* VERIFIQUE SUA COMPREENSÃO
(a) Traduza para o inglês a seguinte frase do texto sobre a conjuntura política brasileira: "Em primeiro lugar, cabe delimitar que o presidencialismo bolsonarista é apenas um recuo tático em relação às suas ameaças golpistas, não uma mudança estratégica."
(b) Redija uma continuação do texto sobre a conjuntura política brasileira, começando logo após a última frase apresentada.

* TEXTO DE LEITURA

Porém, uma candidatura classista assim teria, sem dúvida, um impacto político que transcenderia à disputa do cargo de Presidente da Câmara dos Deputados, pois reuniria ao seu redor as necessidades políticas dos trabalhadores/oprimidos de todo o país, empalmado com a queda de popularidade do governo diante do crescente desemprego, pandemia e pobreza das massas e vontade de lutar, manifestada nas carreatas e em lutas de setores específicos por todo o país, como é o caso das greves sanitárias decretadas por professores no Rio de Janeiro e em São Paulo.
Lutar contra “reformas” reacionárias em curso
Agora, com a eleição de Lira, chefe do “Centrão” (grupo de partidos identificados com o que há de mais fisiologista no legislativo nacional que estão fora do centro das decisões políticas desde a renúncia e prisão de Eduardo Cunha, do MDB) e notório corrupto investigado – em câmera lenta – pelo STF, parece que o movimento iniciado por Bolsonaro a partir do meio do ano passado para se preservar de um processo de impeachment, de restabelecer taticamente o presidencialismo de coalizão ganha capilaridade.
Certamente que se trata de um presidencialismo de coalizão de extrema direita e de uma coalizão fisiologista que estará, da mesma forma que na anterior composição, abertamente a serviço das contrarreformas que interessam ao grande capital, particularmente ao financeiro, uma agenda criminosa que presenteia banqueiros e grandes capitalistas para que pautem a agenda legislativa diretamente conforme os seus interesses.
Em primeiro lugar, cabe delimitar que o presidencialismo bolsonarista é apenas um recuo tático em relação às suas ameaças golpistas, não uma mudança estratégica. Nesse sentido, declarações de Bolsonaro de que se o voto em 2022 continuar em urna eletrônica a crise política será mais grave do que a dos EUA e medidas como o fim da taxação para a importação de armas estão a serviço de preparar material e ideologicamente a sua base para a hipótese de levar adiante um golpe diante de uma derrota eleitoral em 2022. Esse é um cenário de ameaças ainda mais sérias do que as feitas por Donald Trump nos EUA e que não podemos tratar de forma leviana.

* Registros de dados
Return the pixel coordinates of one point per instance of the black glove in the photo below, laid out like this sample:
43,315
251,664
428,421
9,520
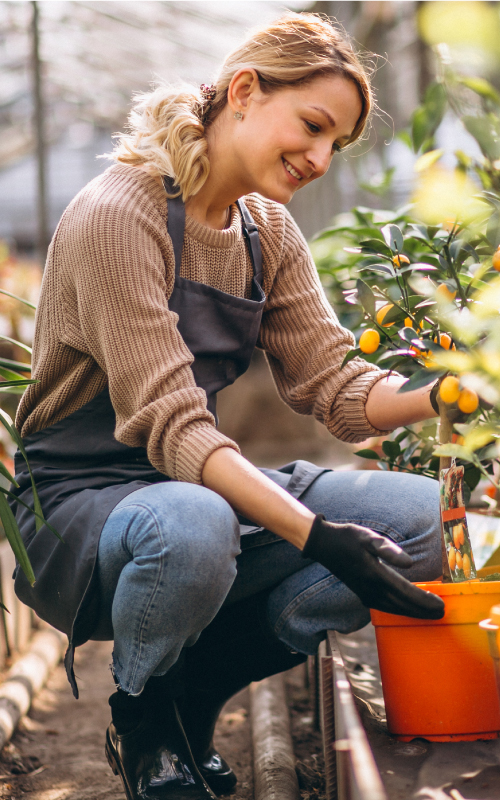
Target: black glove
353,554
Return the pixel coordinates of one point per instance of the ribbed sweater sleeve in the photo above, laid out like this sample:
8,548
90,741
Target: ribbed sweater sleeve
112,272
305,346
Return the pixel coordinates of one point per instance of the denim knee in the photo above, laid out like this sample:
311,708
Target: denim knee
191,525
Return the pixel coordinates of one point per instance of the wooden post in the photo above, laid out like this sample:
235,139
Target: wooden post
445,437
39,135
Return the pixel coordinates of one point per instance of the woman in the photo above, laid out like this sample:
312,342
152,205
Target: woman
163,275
--
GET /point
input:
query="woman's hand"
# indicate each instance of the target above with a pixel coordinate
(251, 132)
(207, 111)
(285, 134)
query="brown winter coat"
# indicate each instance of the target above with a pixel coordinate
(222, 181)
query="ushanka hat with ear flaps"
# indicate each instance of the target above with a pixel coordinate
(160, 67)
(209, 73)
* * *
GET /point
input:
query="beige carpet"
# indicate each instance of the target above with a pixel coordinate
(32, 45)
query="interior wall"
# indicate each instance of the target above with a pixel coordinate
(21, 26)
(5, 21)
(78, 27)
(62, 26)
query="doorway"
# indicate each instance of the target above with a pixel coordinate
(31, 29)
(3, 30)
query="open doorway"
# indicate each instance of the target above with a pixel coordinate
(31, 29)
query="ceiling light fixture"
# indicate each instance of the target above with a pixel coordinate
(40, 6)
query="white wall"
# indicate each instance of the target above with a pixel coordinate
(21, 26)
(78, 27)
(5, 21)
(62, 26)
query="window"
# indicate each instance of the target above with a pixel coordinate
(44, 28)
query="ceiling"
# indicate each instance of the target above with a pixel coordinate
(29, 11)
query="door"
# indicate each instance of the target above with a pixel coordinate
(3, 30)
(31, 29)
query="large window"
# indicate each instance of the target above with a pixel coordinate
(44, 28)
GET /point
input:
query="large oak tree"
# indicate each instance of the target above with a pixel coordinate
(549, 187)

* RESPOSTAS EM ORDEM
(a) First of all, it should be made clear that Bolsonaro's presidentialism is merely a tactical retreat from his coup threats, not a strategic change.

(b)
Por outro lado, tentará passar as contrarreformas prioritariamente nesse primeiro momento, como já declarou Lira que quer servir Bolsonaro sem perder o apoio do grande capital, pelas pautas diretamente neoliberais, tais como: estabelecer a autonomia do Banco Central para que este esteja ainda mais a serviço do capital financeiro em sua política monetária – matéria que já será levada a votação amanhã – pela reforma administrativa para acabar com a estabilidade dos servidores públicos e estabelecer um gatilho que permita redução de salários desses trabalhadores e por uma reforma tributária que se limite a simplificar a arrecadação sem alterar em nada o fato de que as grandes fortunas, lucros e dividendos não são taxados nesse país.
Se for aprovado esse novo pacote de “reformas” e houver correlação de forças para tal, o governo já enviou uma lista de prioridades que passam por projetos que visam o afrouxamento para o porte de armas, excludente de ilicitude (autorização para matar em suposta ação de legítima defesa) para militares em operações de garantia da lei e da ordem, atividades em terras indígenas, desregulamentação da legislação ambiental… Ou seja, a mal denominada pauta de “costumes” que visa atender aos interesses de setores da classe dominante que apoiam o governo e da sua base social mais sólida, pequenos burgueses, autônomos e policiais.
Para finalizar, em que pese que Bolsonaro tenha se fortalecido com a vitória na condução do Congresso Nacional, existem contradições econômico-sociais-sanitárias que crescem na realidade (desemprego, inflação, pobreza e pandemia em alta – associadas com perda de popularidade e retomada da luta nas ruas – principalmente carretas no momento) contra o governo e de importantes lutas setoriais sobre as quais temos que nos apoiar para lutar em frente única de luta direta por vacina já para todos, renda mínima para desempregados, fora Bolsonaro e eleições gerais.